#### Data lines

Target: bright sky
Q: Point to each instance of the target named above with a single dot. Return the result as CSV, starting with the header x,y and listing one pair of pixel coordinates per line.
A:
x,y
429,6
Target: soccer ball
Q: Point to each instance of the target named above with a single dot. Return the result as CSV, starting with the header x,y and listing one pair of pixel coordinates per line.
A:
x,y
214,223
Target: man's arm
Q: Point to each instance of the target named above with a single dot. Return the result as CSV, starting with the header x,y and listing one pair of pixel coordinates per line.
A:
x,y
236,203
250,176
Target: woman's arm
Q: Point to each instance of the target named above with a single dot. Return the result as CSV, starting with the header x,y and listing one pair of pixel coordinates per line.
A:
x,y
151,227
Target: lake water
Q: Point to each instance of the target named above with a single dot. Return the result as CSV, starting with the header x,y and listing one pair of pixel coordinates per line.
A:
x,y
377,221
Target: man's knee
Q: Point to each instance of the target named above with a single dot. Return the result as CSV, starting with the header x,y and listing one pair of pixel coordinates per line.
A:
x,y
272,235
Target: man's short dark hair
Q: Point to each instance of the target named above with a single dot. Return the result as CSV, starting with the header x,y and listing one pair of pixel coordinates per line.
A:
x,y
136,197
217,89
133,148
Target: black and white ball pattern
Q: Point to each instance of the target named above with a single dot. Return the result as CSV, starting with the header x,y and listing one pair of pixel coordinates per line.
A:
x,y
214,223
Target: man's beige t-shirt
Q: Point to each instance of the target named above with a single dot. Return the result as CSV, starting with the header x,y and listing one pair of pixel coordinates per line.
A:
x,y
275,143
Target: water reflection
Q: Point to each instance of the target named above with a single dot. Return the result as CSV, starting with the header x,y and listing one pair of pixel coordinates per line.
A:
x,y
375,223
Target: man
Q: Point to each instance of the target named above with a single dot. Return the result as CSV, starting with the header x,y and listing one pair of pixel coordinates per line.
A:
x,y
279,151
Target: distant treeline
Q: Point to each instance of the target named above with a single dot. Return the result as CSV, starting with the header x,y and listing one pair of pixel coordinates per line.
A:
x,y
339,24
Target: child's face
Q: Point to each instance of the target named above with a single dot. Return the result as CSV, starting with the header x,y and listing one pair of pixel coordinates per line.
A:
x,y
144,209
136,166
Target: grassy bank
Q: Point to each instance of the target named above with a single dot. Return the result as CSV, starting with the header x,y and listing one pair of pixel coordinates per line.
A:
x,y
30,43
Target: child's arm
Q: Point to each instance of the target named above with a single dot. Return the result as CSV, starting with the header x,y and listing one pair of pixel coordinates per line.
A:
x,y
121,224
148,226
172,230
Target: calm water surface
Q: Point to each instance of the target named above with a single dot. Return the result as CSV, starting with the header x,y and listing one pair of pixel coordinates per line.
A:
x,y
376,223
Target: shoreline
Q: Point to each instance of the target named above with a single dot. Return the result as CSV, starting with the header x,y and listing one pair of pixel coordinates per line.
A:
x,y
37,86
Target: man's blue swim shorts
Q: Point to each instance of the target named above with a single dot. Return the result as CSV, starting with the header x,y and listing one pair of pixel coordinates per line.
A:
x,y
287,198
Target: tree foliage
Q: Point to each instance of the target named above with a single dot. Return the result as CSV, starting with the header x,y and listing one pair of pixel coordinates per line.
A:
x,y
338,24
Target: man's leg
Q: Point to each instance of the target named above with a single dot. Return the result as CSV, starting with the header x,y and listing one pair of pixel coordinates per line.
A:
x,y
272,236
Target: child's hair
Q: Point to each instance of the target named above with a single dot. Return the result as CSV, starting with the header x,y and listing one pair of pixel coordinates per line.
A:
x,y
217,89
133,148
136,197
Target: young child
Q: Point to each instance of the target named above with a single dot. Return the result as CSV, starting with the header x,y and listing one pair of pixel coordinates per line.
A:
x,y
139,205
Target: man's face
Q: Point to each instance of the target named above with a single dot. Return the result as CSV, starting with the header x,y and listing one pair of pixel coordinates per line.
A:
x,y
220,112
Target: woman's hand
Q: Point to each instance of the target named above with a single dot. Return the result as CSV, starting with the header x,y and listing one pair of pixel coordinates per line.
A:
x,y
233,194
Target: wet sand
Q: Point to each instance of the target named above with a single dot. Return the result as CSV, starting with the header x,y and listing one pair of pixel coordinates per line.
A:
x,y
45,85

#### Written request
Give all the entries again exactly; leave none out.

#### Exercise solution
Target: bright sky
Q: Point to each instance of the target named above with a single dot. Return the result as CSV, starting with the header x,y and listing one pair of pixel coordinates per line.
A:
x,y
429,6
Target: soccer ball
Q: Point to each instance of the target named above with a single dot. Return the result as CSV, starting with the header x,y and listing one pair of pixel coordinates per line.
A:
x,y
214,223
Target: man's arm
Q: Point to each instance of the target named above with a single dot. Return the result as CSV, starting with the header x,y and listing one pair of pixel coordinates per line.
A:
x,y
236,203
250,176
Target: woman's arm
Q: Point to each instance of the target named above with a single dot. Return the result as CSV, starting with the header x,y and listing one pair of pixel coordinates per line.
A:
x,y
151,227
Target: lake water
Q: Point to each instance of the target named above with a single dot. Return the result as CSV, starting with the header x,y and listing one pair of pixel coordinates per line.
A:
x,y
377,221
Target: man's knee
Q: Point to each instance of the target named above with a single dot. Return the result as CSV, starting with the header x,y and listing one pair of pixel coordinates per line.
A:
x,y
272,235
Target: man's short dark hair
Q: Point to each instance of the target named above with a single dot. Return the result as CSV, starting with the header x,y and listing one pair of pixel coordinates per line.
A:
x,y
136,197
217,89
133,148
Target: black and white ball pattern
Q: Point to each instance of the target named above with a single dot. Return the result as CSV, starting with the header x,y and listing one pair of pixel coordinates per line.
A:
x,y
214,223
Target: man's beige t-shirt
Q: Point to each instance of the target named above with a single dot. Return the result as CSV, starting with the header x,y and listing one pair of pixel coordinates per line.
A:
x,y
275,143
Target: water reflection
Q: Point to each instance of the target named above with a single dot. Return the result as CSV, starting with the header x,y and listing one pair of pixel coordinates per line.
A:
x,y
375,223
Target: man
Q: Point to each instance of the target named above with a single dot. Return the result as CSV, starting with the header x,y and listing one pair of pixel coordinates per line.
A:
x,y
279,151
Target: distant treeline
Q: Point to each instance of the target named above with a single dot. Return the result as CSV, starting with the header x,y and listing one pair of pixel coordinates per line.
A:
x,y
339,24
Target: child's face
Q: Point to each instance of the target named above with a single dot. Return the result as CSV, starting with the header x,y and listing one pair of pixel coordinates per line.
A:
x,y
144,209
136,166
Target: grassy bank
Q: Point to each instance of the target named above with a single dot. Return the result as CSV, starting with the header x,y and listing one pair of pixel coordinates per line.
A:
x,y
30,43
Target: child's arm
Q: Point to each instance of the target named above with a single dot. Return the result as CSV, starting with the header x,y and listing one pair of pixel coordinates per line.
A:
x,y
121,224
148,226
172,230
Target: calm water surface
Q: Point to each instance of the target named above with a single dot. Return the result as CSV, starting with the header x,y and listing one pair of pixel coordinates per line.
A:
x,y
376,223
Target: shoreline
Q: Point to each instance of the target named above with a single dot. Return the result as CSV, starting with the header x,y and listing one pair of pixel coordinates per line.
A:
x,y
37,86
Target: man's blue swim shorts
Q: Point to each instance of the target named above with a single dot. Return the result as CSV, starting with the header x,y and listing one pair of pixel coordinates per line.
A:
x,y
287,198
Target: tree foliage
Q: Point to each instance of the target named above with a single dot. Return the result as CSV, starting with the header x,y and listing one pair of pixel coordinates per line.
A:
x,y
338,24
Target: man's leg
Q: Point to each instance of the target named above with a single dot. Return the result as CSV, starting with the header x,y and listing one pair of pixel coordinates per line.
A:
x,y
272,236
Target: child's hair
Q: Point to each instance of the target named above with a single dot. Return the result as CSV, starting with the header x,y and listing one pair of pixel coordinates per line.
A:
x,y
217,89
133,148
136,197
Target: young child
Q: Point to each instance of the target named above with a single dot. Return the result as CSV, starting with the header x,y and listing one pair of pixel coordinates per line.
A:
x,y
139,205
Target: man's face
Q: Point to each instance of the target named above with a single dot. Return the result as CSV, starting with the header x,y and listing one pair of pixel coordinates per line.
A:
x,y
220,112
Target: woman's hand
Q: Point to each instance of the target named above with a single dot. Return the result as CSV, starting with the header x,y and listing one pair of pixel coordinates per line.
A:
x,y
233,194
Target: wet sand
Q: Point to each instance of the target named above with a single dot. Return the result as CSV, starting with the header x,y and listing one pair of pixel coordinates per line.
A:
x,y
45,85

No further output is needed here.